> Work to complete: Would you restate the entries below word for word, leaving out the images?

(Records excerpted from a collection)
———

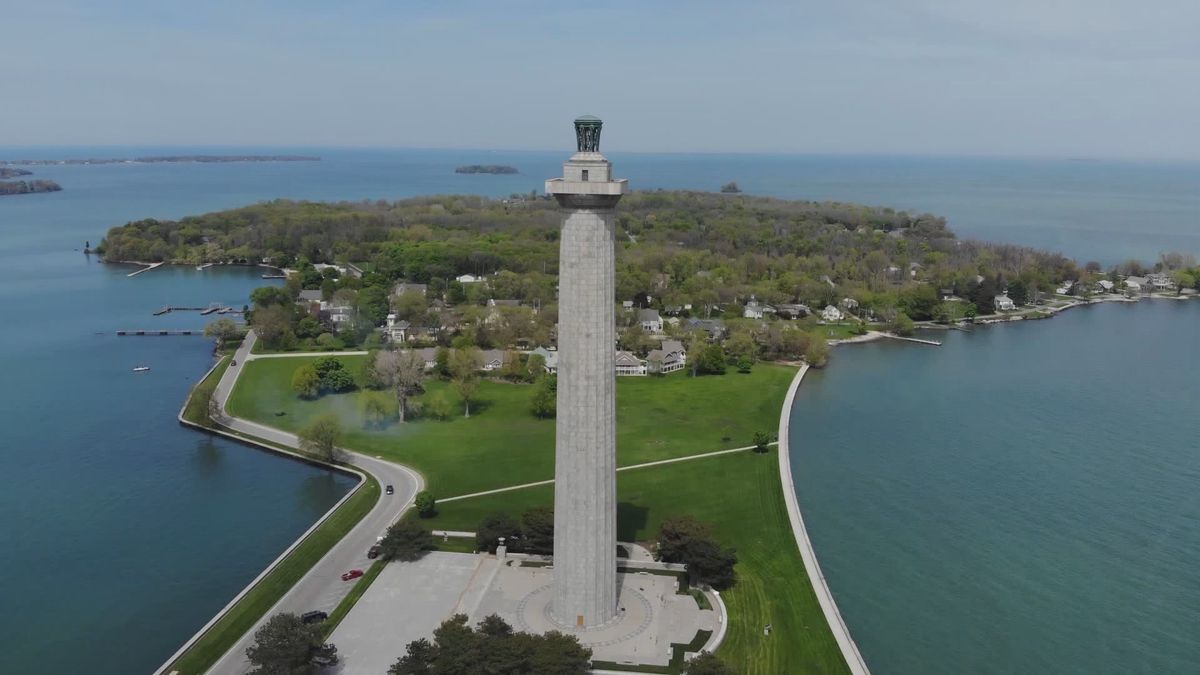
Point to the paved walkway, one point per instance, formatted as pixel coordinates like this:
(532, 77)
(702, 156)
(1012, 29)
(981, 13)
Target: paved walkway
(825, 597)
(322, 587)
(630, 467)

———

> Exercise result:
Point to the paved walkway, one point per instance, formatted as pixel coordinates like this:
(532, 77)
(702, 156)
(1012, 29)
(981, 13)
Target: paved walkway
(825, 597)
(322, 587)
(630, 467)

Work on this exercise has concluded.